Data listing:
* * * * *

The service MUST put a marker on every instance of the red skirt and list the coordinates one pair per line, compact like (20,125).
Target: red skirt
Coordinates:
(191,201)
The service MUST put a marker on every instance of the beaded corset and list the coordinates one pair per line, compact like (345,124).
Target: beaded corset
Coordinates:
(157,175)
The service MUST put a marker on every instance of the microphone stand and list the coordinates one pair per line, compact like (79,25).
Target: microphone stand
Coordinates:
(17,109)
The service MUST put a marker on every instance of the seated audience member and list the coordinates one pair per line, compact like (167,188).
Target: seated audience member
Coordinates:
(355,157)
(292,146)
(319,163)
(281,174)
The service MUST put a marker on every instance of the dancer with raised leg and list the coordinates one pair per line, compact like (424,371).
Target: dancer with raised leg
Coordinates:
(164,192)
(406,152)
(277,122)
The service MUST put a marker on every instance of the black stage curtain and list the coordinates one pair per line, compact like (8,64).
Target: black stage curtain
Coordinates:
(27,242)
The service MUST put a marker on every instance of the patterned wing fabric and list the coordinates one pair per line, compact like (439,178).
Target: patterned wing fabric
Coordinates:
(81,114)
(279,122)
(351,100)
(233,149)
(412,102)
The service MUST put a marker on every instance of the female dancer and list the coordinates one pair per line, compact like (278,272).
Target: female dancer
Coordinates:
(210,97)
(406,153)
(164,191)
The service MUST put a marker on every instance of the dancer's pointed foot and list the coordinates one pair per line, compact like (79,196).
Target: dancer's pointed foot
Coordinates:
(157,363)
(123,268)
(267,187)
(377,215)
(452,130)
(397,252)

* * * * *

Copy out the lines of the data listing word for word, beginning with the line that contains "compact like (8,64)." and ending with the last line of the listing.

The service MUST put a marker on every instance of the black stage curtain and list the coordinates one pair per line, compact like (8,64).
Target: black stage curtain
Coordinates:
(27,242)
The service MUST put a marker on every instance of the patterned wing fabric and list the coordinates one pair per line, compact like (439,178).
Target: patterned wing fabric
Coordinates:
(81,114)
(279,122)
(351,100)
(233,149)
(412,102)
The service MUST put a marker on every instance of the female dancer and list the coordinates one pair per line, compact like (278,272).
Target: female dancer
Coordinates:
(210,97)
(406,153)
(164,191)
The service MUST put a marker on every instance of the dancer's pointed foot and list the coordinates one pair per line, compact like (79,196).
Target: dancer's pointed foot
Coordinates:
(157,363)
(123,268)
(267,187)
(377,215)
(452,130)
(397,252)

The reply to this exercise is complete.